• _Work request_
The reply should return the data in full, exactly as written.

• _Entries shown_
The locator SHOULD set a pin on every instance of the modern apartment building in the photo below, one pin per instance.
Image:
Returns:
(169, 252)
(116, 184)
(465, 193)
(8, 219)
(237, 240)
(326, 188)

• _Answer space_
The locator SHOULD set a pin on every instance of the modern apartment building in the photo below, one pin per instance.
Image:
Returns:
(169, 252)
(116, 184)
(465, 193)
(8, 219)
(237, 240)
(326, 188)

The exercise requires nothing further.